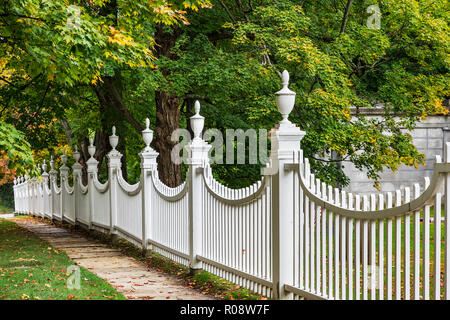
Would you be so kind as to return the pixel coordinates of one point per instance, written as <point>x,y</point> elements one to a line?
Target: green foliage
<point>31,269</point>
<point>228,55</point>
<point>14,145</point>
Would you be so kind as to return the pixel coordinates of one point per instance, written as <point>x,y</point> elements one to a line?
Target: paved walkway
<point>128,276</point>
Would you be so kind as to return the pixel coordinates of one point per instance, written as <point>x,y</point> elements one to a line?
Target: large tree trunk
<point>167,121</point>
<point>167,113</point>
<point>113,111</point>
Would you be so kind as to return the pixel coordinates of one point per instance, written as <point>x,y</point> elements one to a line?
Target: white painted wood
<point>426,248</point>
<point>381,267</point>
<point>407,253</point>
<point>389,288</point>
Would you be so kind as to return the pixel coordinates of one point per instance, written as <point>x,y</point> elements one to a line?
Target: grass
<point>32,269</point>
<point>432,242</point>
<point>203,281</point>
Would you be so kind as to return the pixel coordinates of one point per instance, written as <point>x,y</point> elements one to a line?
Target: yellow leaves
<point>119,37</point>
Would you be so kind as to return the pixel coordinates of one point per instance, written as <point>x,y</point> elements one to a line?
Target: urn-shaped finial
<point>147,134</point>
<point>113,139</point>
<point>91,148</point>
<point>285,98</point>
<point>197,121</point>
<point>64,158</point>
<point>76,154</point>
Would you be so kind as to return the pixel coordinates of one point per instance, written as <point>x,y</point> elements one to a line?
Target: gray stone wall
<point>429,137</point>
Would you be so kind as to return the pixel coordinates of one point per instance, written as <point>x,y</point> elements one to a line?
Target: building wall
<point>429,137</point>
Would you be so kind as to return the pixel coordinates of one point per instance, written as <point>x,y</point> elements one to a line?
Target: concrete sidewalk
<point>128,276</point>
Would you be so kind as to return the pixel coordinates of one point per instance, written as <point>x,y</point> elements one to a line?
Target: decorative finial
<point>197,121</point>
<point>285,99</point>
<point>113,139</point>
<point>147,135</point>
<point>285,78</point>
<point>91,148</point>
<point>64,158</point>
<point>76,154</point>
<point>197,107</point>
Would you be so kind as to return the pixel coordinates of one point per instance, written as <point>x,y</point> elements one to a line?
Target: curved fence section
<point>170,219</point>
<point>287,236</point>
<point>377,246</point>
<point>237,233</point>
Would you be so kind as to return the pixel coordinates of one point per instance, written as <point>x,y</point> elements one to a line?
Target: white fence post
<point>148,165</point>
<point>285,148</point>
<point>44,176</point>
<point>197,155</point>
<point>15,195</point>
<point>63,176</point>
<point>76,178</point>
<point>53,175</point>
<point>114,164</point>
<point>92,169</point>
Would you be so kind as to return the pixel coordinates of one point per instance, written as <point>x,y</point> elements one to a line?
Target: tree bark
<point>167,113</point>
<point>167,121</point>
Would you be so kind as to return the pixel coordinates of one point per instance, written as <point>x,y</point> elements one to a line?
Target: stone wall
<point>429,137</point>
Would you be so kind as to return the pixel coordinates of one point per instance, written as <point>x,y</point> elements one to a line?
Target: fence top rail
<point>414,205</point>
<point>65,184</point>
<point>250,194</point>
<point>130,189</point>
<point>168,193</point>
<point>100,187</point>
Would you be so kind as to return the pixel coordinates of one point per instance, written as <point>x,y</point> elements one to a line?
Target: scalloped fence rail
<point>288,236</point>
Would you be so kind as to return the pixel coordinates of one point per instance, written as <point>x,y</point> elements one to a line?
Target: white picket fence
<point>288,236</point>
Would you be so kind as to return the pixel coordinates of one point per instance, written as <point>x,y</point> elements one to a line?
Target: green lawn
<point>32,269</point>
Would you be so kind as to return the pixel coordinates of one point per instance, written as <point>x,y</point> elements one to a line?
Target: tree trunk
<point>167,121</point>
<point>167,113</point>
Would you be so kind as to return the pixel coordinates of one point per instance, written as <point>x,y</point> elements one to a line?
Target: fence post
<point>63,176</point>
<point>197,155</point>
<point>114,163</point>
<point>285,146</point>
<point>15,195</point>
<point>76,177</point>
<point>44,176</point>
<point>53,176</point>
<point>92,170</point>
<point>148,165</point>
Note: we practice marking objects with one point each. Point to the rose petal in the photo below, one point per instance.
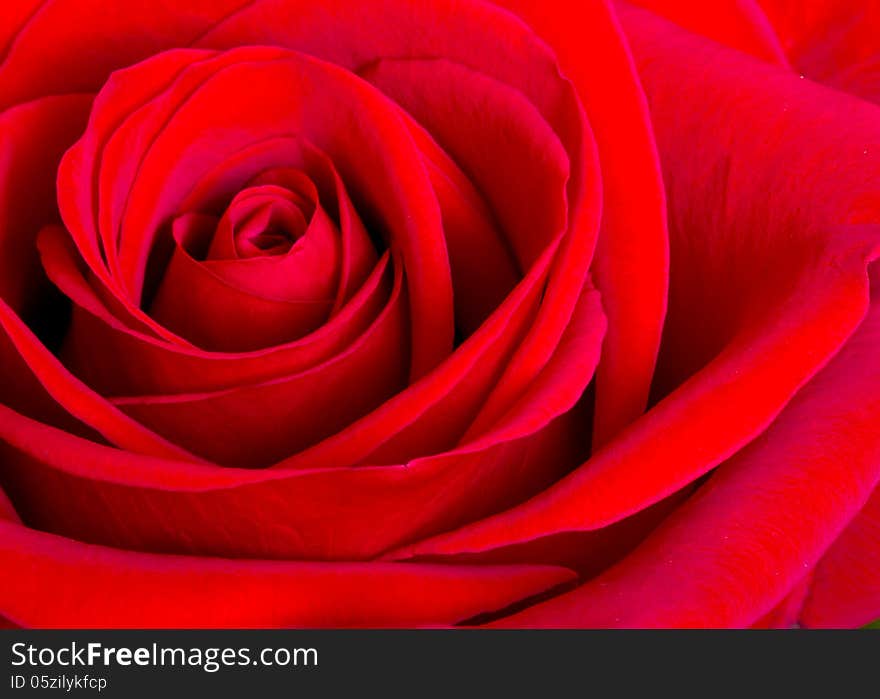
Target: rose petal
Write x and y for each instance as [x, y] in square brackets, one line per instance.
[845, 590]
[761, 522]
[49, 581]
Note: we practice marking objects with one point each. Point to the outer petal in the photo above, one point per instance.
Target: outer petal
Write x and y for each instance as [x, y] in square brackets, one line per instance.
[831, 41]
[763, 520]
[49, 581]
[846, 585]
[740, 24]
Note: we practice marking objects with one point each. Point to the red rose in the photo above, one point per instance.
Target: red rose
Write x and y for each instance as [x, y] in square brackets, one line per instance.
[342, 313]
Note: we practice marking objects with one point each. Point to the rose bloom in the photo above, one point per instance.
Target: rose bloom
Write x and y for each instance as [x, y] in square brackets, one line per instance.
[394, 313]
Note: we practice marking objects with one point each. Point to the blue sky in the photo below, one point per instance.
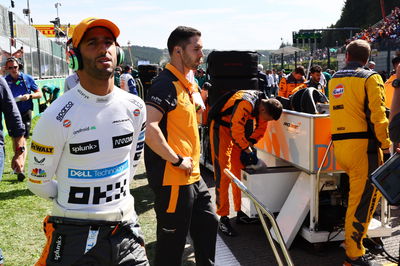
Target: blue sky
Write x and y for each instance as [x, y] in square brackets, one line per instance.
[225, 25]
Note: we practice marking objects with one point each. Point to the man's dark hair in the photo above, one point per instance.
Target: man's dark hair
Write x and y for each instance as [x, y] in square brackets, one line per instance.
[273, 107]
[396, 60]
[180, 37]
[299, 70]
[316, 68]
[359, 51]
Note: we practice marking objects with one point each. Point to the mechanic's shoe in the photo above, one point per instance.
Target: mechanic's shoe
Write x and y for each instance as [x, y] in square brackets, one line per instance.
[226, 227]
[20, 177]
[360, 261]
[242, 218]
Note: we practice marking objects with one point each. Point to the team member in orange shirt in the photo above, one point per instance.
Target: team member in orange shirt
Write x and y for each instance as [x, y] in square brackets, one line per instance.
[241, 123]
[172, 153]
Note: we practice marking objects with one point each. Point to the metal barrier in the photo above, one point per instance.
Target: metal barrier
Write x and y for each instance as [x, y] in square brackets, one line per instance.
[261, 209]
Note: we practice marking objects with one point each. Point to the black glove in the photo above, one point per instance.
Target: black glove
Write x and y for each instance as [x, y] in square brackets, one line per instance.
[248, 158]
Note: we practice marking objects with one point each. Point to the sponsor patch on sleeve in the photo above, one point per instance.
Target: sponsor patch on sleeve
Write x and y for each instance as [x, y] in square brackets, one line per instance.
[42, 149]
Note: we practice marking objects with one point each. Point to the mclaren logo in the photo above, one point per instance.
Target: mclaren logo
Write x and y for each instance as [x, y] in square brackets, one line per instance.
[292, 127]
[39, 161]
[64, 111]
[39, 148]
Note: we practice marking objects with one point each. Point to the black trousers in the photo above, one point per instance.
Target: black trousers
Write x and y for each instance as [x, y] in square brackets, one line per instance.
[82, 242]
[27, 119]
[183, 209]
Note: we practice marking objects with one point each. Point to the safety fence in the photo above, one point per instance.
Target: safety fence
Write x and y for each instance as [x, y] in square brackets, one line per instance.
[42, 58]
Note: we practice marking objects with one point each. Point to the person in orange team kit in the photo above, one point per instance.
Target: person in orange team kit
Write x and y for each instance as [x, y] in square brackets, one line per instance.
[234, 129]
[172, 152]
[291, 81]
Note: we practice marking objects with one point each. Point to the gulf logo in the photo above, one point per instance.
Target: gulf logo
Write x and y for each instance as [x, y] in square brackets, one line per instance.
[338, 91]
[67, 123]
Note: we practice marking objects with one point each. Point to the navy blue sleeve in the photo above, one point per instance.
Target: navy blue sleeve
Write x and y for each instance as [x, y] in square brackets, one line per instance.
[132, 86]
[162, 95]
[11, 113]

####

* **What you are asked to do**
Among the lines of the listing above, which ones contain the word "dark"? Show them.

* **Solution to the exercise**
Note: we practice marking objects with one point each. Point to the man's dark hair in the photo above, one point per instance.
Target: man's dark hair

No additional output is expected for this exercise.